**ABOUT THIS EXERCISE**
Only the pictures are to be omitted; every entry beneath should otherwise be duplicated exactly.

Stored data
Segment Open

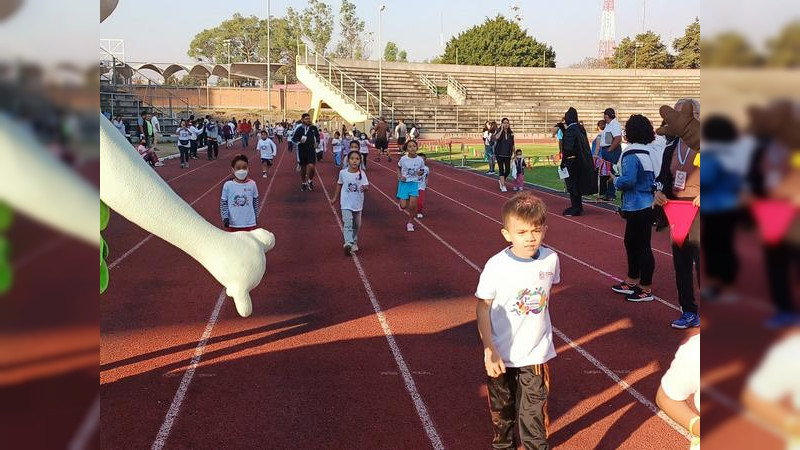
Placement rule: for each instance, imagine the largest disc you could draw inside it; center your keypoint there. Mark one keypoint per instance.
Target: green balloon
(104, 249)
(105, 215)
(5, 249)
(6, 277)
(6, 216)
(103, 276)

Segment Closed

**RESULT OF THE EXERCISE**
Placement rule: for each instance, imagine the largest disc you could draw inside it; center your keypoint there. Mark one keypoint per instance.
Target: green balloon
(104, 249)
(105, 215)
(5, 249)
(6, 277)
(6, 216)
(103, 276)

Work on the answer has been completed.